→ **GOAL OF THE EXERCISE**
According to the article on AMD tablets, what code name has AMD given to the tablet chip that succeeds Temash?

──────── TEXT UNDER STUDY ────────

It seems that every year AMD (NYSE: AMD  ) makes a pretty large fuss about a next-generation mobile product, but year after year these products don't materialize in many shipping designs. Some argue that the same argument could be applied to larger PC chip rival Intel (NASDAQ: INTC  ) , but there are numerous quality Windows-based tablets shipping with Intel silicon, even if Intel's Bay Trail on Android continues to be MIA. So a simple question that AMD investors should try to answer is: Where are all of the AMD tablets?

A trip to AMD's website: Trying to buy an AMD tablet
To see what kind of progress AMD has made in securing tablet designs, a trip to AMD's website is in order. Clicking on the "where to buy" button on AMD's tablet page reveals some interesting results. Of the 10 tablets available in total, the breakdown by chip is as follows:

AMD Dual-Core A4 Series: four tablets. AMD Dual-Core Z-Series APU: three tablets. AMD Quad-Core A6-Series: three tablets.

Of the four dual-core A4 based devices, three were 11.6-inch designs and one was a 13.3-inch detachable Windows 8 PC. Not a single one was a "tablet" in the sense of a traditional 10.1-inch or 9.7-inch design. Of the quad-core A6 based devices, all three were 13.3-inch designs from Hewlett-Packard. And naturally, the older Z-series APU based designs weren't anything to write home about, particularly as reviews panned both the performance and battery lives of products based on this chip (since the chip was unsuitable for thin and light tablets).

Compare that with Intel
Since AMD's chips are only targeted toward Windows right now, its only real competitor in the Windows tablet chip space is Intel, so a comparison is appropriate. Today there are a number of tablets with Bay Trail, Intel's latest 22-nanometer tablet-oriented chip, from many vendors, including:

ASUS. Acer. Fujitsu. Dell. Sharp. Lenovo. Toshiba. Ramos.

These designs come in both 10.1-inch and 8-inch flavors, and these tablets have gotten pretty solid reviews for their performance and battery life. Of course, there are varying degrees of quality across the vendors (and Windows tablets aren't anywhere near as big of a market as Android and iOS tablets are), and you'll probably notice that these are relatively small names in the tablet market, but the breadth and quality of the offerings looks markedly higher than those powered by AMD.

Will Mullins do the trick?
When the Z-60 came out, it was "wait for Temash". Now that Temash is out, about, and garnering very little design win traction, AMD has been talking up its successor SoC for tablets code-named Mullins. Mullins apparently features an updated CPU core (probably with more aggressive Turbo) and at the system-on-a-chip level manages to bring power down.

This may be as a result of removing some of the I/Os that are PC-use only (similar to what Intel did with Bay Trail-T versus Bay Trail-M) as well as some architectural optimizations and enhancements. Only time will tell whether Mullins can finally find its way in competitive Windows-based tablets, but by then AMD will be contending with Intel's next-generation Cherry Trail. 

Foolish bottom line
While AMD has talked a big game, particularly around tablets, it simply has yet to deliver the goods in terms of the right product (AMD's current tablet offerings are missing several key IP blocks for tablets such as a dedicated image signal processor) at the right time in the right designs. And even if AMD sorts its product story out, the right chip is only just the beginning in this highly competitive, cutthroat industry. It is a necessary, but insufficient, condition to long-term business success.

──────── INPUT DATA ────────

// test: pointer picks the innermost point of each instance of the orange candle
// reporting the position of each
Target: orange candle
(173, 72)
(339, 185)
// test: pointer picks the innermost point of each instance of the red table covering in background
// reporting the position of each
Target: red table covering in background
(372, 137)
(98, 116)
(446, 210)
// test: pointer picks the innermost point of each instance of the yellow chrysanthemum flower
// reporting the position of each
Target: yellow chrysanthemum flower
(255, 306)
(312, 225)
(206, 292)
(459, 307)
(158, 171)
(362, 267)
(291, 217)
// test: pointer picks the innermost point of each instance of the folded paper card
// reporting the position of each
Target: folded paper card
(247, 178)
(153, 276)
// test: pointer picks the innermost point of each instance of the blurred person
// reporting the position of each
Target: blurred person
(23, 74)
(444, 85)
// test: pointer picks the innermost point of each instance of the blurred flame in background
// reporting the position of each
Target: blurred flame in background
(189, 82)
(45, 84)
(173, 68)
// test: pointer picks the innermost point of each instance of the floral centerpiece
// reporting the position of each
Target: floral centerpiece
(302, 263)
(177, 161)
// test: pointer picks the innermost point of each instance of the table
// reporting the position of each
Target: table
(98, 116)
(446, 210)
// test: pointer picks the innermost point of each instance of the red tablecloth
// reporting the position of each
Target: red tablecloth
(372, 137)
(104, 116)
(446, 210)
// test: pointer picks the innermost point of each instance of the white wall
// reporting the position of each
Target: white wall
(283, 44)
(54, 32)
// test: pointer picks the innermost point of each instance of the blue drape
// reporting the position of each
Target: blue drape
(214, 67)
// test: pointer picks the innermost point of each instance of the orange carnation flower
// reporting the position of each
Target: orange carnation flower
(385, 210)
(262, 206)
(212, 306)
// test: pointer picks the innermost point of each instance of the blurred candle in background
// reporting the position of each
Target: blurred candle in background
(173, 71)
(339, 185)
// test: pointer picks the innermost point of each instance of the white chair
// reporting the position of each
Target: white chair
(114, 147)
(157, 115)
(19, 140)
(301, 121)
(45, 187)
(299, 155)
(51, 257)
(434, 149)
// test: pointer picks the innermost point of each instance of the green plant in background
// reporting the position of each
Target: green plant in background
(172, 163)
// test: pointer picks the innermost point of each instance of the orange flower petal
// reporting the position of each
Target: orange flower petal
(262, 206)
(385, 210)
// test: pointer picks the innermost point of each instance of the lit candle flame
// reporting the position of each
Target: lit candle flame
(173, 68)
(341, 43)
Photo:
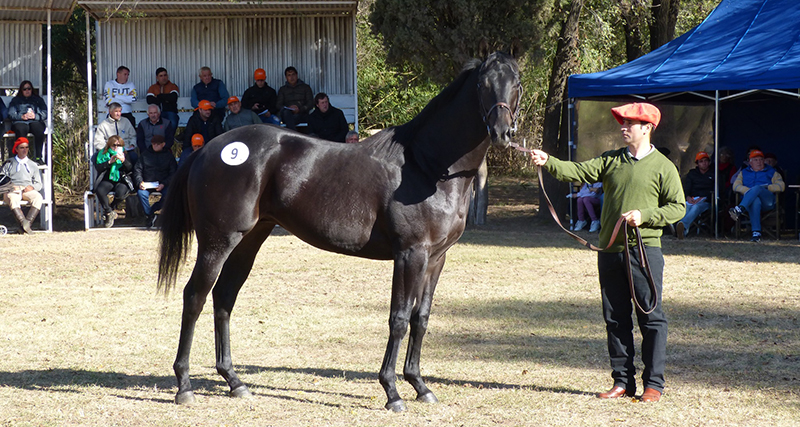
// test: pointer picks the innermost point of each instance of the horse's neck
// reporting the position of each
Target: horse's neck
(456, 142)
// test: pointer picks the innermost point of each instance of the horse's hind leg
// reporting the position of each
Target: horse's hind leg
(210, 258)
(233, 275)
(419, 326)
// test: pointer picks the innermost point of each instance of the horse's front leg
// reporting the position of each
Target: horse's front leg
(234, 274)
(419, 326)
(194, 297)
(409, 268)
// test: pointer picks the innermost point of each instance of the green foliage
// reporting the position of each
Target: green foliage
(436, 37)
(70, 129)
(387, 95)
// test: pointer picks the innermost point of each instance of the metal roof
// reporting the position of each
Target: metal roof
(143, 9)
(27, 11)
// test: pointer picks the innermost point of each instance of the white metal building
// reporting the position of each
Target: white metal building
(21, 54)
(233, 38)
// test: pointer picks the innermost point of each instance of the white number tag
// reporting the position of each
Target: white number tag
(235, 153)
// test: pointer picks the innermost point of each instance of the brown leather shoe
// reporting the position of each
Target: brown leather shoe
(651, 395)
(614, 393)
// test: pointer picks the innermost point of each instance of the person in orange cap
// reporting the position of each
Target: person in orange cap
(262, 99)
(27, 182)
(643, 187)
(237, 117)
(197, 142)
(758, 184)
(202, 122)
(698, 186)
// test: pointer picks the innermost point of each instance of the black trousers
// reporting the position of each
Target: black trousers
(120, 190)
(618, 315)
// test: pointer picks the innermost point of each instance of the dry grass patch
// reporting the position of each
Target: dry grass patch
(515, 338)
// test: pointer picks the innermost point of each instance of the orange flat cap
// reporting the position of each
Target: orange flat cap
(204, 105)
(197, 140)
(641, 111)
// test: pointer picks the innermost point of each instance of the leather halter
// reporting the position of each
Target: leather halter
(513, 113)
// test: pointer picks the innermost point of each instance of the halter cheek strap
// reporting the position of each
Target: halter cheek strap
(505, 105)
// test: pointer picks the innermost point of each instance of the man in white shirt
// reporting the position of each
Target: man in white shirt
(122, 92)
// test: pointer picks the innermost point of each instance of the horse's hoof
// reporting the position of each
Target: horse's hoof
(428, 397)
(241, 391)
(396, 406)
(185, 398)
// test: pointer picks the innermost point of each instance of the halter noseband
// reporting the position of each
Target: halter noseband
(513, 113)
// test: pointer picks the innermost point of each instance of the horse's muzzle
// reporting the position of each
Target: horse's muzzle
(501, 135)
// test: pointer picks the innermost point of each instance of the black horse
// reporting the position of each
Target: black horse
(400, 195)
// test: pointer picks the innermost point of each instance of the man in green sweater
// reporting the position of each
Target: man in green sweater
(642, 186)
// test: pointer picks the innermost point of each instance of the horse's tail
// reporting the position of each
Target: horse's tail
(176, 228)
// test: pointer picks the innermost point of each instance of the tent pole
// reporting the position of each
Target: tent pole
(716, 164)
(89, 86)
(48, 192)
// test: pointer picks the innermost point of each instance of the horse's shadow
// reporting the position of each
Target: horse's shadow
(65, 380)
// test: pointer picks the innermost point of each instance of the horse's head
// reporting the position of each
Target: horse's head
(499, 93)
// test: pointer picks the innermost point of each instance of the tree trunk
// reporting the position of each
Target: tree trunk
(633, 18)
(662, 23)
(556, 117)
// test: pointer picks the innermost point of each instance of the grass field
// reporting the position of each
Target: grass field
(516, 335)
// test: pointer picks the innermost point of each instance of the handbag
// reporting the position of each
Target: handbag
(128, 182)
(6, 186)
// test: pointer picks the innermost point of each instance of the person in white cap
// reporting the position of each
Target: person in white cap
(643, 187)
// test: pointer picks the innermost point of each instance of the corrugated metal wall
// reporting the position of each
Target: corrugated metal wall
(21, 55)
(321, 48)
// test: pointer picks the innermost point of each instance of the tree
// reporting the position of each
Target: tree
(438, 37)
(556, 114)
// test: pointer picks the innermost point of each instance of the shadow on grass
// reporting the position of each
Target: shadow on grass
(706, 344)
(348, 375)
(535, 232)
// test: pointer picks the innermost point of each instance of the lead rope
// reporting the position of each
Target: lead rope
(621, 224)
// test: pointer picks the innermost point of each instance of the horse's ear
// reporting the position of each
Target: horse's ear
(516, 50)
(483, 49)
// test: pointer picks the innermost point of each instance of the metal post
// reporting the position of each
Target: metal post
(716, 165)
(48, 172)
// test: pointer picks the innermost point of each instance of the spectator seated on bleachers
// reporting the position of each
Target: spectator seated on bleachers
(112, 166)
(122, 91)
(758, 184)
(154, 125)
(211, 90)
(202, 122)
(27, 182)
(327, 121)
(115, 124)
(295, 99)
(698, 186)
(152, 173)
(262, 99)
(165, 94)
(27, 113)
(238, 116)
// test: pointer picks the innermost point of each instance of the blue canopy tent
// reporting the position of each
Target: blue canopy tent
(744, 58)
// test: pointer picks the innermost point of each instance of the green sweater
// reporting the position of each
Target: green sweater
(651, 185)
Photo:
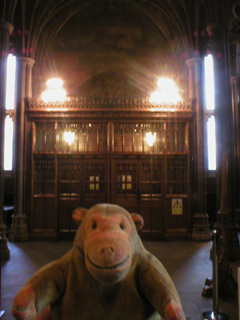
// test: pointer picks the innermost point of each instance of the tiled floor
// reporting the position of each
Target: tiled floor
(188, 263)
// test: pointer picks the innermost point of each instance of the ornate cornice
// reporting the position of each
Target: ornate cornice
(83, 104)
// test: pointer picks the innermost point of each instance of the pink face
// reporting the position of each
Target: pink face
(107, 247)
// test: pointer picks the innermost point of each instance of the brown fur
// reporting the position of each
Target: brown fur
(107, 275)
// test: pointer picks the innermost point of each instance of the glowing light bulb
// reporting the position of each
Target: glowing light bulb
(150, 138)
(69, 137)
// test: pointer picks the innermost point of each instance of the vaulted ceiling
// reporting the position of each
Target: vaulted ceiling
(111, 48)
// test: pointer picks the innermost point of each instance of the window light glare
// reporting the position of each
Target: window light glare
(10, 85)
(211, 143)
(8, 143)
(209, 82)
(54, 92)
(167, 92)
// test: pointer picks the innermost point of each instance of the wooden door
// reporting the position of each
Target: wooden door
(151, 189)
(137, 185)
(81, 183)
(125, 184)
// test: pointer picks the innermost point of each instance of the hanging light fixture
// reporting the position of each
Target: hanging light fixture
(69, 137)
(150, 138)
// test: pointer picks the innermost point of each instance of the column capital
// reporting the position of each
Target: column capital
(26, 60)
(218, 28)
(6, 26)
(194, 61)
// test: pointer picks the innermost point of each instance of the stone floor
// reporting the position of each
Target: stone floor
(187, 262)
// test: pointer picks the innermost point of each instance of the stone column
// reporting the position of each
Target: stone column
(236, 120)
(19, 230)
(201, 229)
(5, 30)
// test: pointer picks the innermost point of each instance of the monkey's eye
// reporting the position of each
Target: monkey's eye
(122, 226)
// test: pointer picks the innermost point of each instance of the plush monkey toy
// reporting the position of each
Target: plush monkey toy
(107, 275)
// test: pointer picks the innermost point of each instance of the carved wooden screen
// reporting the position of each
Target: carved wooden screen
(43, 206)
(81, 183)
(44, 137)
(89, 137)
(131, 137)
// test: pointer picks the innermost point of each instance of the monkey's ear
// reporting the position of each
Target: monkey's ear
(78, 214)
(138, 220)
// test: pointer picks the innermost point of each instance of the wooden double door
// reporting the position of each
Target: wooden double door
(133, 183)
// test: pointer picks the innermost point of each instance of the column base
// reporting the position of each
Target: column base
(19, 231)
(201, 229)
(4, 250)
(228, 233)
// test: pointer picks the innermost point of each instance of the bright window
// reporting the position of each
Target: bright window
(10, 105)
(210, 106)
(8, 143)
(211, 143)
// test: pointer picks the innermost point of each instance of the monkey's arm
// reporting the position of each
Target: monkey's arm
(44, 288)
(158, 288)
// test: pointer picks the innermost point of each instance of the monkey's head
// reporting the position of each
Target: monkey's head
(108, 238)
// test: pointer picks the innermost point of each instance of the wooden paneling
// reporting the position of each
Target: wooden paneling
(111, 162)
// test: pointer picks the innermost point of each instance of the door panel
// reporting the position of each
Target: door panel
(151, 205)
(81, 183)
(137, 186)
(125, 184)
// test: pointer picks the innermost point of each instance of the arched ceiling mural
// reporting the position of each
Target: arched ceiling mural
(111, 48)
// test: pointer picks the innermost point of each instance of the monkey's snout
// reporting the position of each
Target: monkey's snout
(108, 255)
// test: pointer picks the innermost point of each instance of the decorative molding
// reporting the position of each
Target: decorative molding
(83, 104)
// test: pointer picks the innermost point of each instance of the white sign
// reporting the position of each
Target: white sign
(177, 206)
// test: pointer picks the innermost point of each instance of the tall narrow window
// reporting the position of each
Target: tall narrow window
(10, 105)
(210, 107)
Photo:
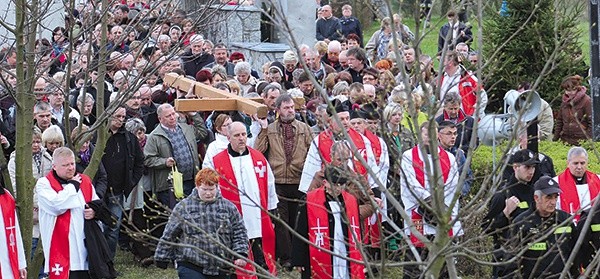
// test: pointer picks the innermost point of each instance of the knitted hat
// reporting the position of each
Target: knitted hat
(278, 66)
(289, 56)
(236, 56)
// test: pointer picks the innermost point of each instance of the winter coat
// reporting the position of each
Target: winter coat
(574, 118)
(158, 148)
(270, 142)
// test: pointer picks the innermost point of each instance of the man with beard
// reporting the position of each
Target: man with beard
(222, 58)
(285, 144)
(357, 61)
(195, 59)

────────
──────── INPUT DATA ────────

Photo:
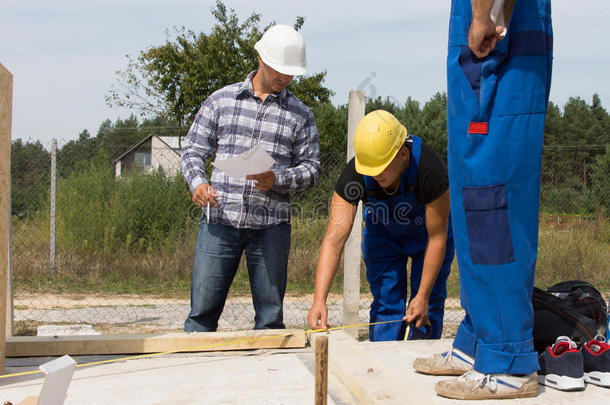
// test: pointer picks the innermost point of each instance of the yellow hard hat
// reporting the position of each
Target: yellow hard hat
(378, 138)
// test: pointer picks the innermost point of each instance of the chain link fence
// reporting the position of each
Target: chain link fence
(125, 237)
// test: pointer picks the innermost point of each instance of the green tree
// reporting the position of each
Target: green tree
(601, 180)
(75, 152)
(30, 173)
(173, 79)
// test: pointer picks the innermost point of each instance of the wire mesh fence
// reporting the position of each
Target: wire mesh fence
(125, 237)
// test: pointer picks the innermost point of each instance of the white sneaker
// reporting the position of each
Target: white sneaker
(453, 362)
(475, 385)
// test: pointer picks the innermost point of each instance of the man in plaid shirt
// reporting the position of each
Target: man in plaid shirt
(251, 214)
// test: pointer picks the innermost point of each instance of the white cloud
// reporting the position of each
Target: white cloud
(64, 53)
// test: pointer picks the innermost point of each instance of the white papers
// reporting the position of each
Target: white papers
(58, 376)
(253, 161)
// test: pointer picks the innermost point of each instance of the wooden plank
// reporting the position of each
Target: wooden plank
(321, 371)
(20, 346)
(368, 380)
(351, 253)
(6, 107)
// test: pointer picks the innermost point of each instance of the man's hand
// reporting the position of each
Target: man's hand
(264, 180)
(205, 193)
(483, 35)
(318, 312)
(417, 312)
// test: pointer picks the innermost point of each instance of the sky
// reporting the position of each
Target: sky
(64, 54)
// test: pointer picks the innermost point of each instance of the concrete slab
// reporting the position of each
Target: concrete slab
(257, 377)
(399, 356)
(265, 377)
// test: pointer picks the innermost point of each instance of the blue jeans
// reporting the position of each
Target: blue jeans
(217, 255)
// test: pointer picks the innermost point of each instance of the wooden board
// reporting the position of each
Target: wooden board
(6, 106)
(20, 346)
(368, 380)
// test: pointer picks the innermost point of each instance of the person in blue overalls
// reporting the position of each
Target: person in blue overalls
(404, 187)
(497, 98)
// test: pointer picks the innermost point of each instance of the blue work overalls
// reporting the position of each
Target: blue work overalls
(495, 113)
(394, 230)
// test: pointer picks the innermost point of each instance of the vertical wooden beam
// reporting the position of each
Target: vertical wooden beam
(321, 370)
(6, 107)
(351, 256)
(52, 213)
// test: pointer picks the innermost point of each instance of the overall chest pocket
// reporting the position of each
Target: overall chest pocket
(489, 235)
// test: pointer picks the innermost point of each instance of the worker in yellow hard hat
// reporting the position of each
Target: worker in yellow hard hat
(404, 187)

────────
──────── INPUT DATA ────────

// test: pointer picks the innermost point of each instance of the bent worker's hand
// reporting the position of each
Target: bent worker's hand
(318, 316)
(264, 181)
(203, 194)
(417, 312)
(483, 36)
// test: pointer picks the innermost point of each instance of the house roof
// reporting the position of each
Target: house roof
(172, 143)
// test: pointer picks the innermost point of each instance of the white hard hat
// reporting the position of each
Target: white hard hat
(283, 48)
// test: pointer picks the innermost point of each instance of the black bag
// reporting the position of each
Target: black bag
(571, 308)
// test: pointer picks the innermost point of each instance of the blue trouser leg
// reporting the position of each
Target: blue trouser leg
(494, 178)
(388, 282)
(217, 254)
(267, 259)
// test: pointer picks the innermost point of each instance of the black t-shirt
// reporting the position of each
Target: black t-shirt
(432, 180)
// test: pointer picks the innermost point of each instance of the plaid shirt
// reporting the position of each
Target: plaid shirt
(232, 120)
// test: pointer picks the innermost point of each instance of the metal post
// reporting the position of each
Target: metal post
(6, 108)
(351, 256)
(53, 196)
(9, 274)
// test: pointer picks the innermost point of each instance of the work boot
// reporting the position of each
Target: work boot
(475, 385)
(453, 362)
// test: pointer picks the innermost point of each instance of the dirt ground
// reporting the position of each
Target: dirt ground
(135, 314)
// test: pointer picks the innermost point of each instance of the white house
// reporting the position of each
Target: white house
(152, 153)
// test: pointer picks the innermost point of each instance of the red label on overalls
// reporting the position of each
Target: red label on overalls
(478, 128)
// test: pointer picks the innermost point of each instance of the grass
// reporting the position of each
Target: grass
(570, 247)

────────

→ **WRITTEN RESPONSE**
Mullins